■ WHAT YOU NEED TO DO ■
1) Reproduce the passage of the PHP regular expression page from "Delicious Bookmark this" to "See Pattern Modifiers." word for word.
2) Which Perl-style matching delimiter pairs does the PHP regular expression page say can be used since PHP 4.0.4? List them all.
-- start of TEXT EXTRACT --
Delicious Bookmark this on Delicious Share on Facebook SlashdotSlashdot It! Digg! Digg



PHP : Function Reference : Regular Expression Functions (Perl-Compatible)

Regular Expression Functions (Perl-Compatible)

Introduction

The syntax for patterns used in these functions closely resembles Perl. The expression should be enclosed in the delimiters, a forward slash (/), for example. Any character can be used for delimiter as long as it's not alphanumeric or backslash (\). If the delimiter character has to be used in the expression itself, it needs to be escaped by backslash. Since PHP 4.0.4, you can also use Perl-style (), {}, [], and <> matching delimiters. See Pattern Syntax for detailed explanation.

The ending delimiter may be followed by various modifiers that affect the matching. See Pattern Modifiers.

PHP also supports regular expressions using a POSIX-extended syntax using the POSIX-extended regex functions.

Note:

This extension maintains a global per-thread cache of compiled regular expressions (up to 4096).

Warning:

You should be aware of some limitations of PCRE. Read » http://www.pcre.org/pcre.txt for more info.

Requirements

No external libraries are needed to build this extension.

Installation

Beginning with PHP 4.2.0 these functions are enabled by default. You can disable the pcre functions with --without-pcre-regex. Use --with-pcre-regex=DIR to specify DIR where PCRE's include and library files are located, if not using bundled library. For older versions you have to configure and compile PHP with --with-pcre-regex[=DIR] in order to use these functions.
-- end of TEXT EXTRACT --
-- start of DATASET CONTENT --
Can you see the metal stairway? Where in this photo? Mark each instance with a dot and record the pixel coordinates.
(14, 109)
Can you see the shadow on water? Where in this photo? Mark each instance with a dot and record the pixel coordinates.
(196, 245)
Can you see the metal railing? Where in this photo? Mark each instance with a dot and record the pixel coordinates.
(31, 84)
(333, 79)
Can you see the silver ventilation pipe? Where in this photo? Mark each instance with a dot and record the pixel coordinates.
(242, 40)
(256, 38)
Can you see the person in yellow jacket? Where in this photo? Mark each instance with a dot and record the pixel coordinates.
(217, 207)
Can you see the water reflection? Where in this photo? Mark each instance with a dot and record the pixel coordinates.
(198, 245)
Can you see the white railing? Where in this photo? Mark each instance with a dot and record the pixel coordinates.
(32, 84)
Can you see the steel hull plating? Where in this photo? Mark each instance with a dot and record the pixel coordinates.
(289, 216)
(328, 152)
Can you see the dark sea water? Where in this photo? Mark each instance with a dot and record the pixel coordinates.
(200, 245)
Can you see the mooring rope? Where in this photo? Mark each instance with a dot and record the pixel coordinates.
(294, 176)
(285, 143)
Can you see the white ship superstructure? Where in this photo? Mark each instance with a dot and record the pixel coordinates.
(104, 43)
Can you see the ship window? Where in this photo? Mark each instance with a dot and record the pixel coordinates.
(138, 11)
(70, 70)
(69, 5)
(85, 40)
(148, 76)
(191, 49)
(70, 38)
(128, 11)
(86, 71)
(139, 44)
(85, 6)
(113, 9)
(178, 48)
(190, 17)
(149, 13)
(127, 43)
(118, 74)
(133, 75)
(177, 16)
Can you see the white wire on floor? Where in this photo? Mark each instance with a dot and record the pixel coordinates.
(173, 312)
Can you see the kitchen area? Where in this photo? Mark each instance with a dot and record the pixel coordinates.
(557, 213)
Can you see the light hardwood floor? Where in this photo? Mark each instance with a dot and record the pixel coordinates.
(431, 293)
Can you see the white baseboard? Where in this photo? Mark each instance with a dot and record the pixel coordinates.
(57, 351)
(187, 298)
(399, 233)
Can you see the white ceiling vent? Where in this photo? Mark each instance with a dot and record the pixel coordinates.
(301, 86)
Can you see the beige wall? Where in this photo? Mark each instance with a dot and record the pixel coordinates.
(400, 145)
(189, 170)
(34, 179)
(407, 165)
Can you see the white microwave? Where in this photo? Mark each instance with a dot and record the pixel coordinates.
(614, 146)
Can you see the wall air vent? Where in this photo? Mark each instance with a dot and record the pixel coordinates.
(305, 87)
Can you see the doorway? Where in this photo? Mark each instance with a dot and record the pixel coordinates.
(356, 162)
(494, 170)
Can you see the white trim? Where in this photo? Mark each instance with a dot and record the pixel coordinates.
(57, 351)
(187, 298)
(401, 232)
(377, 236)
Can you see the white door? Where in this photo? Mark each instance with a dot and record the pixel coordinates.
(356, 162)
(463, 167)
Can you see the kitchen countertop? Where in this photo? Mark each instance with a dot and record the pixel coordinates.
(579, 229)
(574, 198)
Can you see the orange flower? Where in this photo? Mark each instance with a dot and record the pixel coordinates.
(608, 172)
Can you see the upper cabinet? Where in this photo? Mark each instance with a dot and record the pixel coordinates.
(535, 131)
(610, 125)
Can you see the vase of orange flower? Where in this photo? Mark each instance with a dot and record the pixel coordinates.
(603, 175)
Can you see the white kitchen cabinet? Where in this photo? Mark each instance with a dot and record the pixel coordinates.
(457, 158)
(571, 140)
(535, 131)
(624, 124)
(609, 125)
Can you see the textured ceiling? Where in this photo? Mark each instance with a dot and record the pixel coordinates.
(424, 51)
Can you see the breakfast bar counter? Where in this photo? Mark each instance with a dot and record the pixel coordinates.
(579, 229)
-- end of DATASET CONTENT --
-- start of DATASET CONTENT --
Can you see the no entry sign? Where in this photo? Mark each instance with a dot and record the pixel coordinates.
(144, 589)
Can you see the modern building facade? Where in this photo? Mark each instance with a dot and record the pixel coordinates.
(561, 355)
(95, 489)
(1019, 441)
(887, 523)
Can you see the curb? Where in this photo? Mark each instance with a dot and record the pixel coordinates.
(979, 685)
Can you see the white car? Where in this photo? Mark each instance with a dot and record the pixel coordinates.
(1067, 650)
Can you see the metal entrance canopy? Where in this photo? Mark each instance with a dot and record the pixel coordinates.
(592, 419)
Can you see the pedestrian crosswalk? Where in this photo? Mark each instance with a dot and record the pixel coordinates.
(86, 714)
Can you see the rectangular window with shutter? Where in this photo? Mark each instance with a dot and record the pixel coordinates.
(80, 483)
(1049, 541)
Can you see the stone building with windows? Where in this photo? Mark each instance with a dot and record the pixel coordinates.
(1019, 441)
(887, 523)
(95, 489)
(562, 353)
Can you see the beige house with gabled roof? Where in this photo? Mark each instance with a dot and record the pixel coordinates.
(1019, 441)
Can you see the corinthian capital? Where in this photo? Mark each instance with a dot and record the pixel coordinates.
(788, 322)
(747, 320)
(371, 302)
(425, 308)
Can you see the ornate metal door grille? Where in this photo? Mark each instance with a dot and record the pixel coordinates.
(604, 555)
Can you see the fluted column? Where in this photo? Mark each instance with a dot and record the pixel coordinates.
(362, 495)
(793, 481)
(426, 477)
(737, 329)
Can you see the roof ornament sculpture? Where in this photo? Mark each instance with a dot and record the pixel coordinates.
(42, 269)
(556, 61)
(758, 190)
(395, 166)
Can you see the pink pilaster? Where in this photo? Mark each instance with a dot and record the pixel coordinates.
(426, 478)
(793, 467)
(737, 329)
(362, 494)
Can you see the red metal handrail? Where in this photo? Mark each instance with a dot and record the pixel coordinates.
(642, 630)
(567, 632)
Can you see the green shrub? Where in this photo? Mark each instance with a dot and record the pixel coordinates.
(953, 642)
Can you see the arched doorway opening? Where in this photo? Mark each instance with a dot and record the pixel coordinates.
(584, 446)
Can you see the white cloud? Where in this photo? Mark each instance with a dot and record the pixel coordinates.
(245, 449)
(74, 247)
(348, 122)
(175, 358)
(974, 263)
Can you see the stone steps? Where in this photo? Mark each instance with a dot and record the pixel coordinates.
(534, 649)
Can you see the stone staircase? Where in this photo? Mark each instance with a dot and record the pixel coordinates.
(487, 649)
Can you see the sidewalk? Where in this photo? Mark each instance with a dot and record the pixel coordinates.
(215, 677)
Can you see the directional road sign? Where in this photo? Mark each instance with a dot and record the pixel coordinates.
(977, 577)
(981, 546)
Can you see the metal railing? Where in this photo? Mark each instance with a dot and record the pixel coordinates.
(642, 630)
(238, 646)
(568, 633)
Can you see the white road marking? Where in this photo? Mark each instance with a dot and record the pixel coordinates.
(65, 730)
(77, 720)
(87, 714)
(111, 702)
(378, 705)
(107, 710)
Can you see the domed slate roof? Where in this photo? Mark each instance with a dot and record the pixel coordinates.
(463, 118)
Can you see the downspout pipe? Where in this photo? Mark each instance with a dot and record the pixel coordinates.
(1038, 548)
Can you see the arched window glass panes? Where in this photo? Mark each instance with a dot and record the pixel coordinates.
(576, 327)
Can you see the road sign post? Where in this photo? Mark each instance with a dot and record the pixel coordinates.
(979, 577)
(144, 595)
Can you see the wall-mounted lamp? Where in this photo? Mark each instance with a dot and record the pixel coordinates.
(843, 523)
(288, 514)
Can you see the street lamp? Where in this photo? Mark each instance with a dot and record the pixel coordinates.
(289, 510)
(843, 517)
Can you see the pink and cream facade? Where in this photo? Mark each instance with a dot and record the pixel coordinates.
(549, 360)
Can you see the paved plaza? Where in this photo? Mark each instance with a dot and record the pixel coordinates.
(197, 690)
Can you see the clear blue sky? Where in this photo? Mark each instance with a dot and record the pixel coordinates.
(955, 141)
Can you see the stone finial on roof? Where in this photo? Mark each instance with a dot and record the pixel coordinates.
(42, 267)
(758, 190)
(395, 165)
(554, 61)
-- end of DATASET CONTENT --
■ WORKED SOLUTIONS ■
1)
Delicious Bookmark this on Delicious Share on Facebook SlashdotSlashdot It! Digg! Digg



PHP : Function Reference : Regular Expression Functions (Perl-Compatible)

Regular Expression Functions (Perl-Compatible)

Introduction

The syntax for patterns used in these functions closely resembles Perl. The expression should be enclosed in the delimiters, a forward slash (/), for example. Any character can be used for delimiter as long as it's not alphanumeric or backslash (\). If the delimiter character has to be used in the expression itself, it needs to be escaped by backslash. Since PHP 4.0.4, you can also use Perl-style (), {}, [], and <> matching delimiters. See Pattern Syntax for detailed explanation.

The ending delimiter may be followed by various modifiers that affect the matching. See Pattern Modifiers.

2) (), {}, [], <>